Required work » Please filter the data below, copying out each line that contains the word "clear".

Listed records »

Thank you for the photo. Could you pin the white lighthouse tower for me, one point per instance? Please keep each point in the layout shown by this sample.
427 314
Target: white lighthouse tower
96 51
* * *
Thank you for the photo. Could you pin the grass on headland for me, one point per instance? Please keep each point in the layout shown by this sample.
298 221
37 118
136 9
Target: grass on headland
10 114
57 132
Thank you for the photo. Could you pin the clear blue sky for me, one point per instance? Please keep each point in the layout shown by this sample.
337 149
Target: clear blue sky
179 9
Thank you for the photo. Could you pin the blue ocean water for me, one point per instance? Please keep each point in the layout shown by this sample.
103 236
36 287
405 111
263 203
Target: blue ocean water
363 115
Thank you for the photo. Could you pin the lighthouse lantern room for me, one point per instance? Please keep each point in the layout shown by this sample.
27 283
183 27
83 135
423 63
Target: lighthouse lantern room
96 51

Exercise output »
Thank you for the photo. Could you pin the clear blue sky for me, one point per instance? Please keep each point in the layout shown by this sample.
Target: clear blue sky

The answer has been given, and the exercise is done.